(EXERCISE AIM): Retype exactly the lines that run from the line with "point: the small" to the final line of the entries, keeping both ends and nothing else.

(Dataset records about object locations):
■ ■ ■

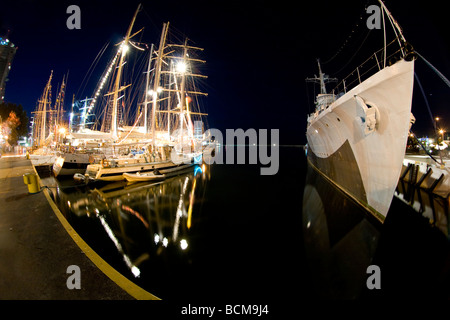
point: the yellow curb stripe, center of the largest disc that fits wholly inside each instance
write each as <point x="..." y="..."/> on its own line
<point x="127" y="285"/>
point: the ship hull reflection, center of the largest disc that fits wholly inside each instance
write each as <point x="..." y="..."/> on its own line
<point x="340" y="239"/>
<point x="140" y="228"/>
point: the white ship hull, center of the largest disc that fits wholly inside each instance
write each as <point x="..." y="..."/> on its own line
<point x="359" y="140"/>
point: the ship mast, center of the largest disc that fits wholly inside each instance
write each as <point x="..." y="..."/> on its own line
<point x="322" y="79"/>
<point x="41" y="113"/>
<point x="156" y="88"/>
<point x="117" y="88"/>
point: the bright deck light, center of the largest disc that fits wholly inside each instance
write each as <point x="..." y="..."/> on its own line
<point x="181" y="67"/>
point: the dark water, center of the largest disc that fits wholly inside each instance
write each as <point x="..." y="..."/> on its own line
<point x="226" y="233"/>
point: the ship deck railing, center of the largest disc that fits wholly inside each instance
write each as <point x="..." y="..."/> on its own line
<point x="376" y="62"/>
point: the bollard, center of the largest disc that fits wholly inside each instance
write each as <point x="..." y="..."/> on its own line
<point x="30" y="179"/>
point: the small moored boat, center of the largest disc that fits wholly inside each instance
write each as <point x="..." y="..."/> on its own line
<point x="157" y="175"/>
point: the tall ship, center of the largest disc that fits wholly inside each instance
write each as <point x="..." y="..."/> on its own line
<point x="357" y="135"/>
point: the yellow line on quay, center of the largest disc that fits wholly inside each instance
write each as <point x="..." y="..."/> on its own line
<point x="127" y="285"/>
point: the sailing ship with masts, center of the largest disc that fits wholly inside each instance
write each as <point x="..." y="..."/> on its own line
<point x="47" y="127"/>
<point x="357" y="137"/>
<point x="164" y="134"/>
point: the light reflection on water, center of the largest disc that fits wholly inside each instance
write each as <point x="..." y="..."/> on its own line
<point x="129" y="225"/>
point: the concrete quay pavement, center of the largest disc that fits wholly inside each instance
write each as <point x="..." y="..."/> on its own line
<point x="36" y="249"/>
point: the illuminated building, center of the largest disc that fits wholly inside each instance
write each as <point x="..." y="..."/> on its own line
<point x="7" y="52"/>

■ ■ ■

(REPLY):
point: the small moored boat, center of the largest disc that fits wholly inside each instance
write each as <point x="..." y="..."/> on its own line
<point x="157" y="175"/>
point: the tall ship, center of the largest disc that fits wholly inside each instance
write each as <point x="..." y="..."/> on its own line
<point x="357" y="135"/>
point: the yellow line on quay, center of the largest disc that fits wholly inside each instance
write each as <point x="..." y="..."/> on its own line
<point x="127" y="285"/>
point: the sailing ship with masts, center of the largest disc that fits wholly inside each instance
write each as <point x="..." y="..."/> on its own line
<point x="47" y="127"/>
<point x="357" y="137"/>
<point x="164" y="134"/>
point: the light reflection on water, center of the largest disc that fits wholly inside each instance
write each as <point x="..." y="..."/> on its own line
<point x="129" y="225"/>
point: the concrete quay pavement, center of the largest disc that fits wholly inside each instance
write each as <point x="..." y="..."/> on its own line
<point x="36" y="249"/>
point: the illuminated building, center of the largest disc that fits wholly inside each instance
write each as <point x="..." y="..."/> on its own line
<point x="7" y="52"/>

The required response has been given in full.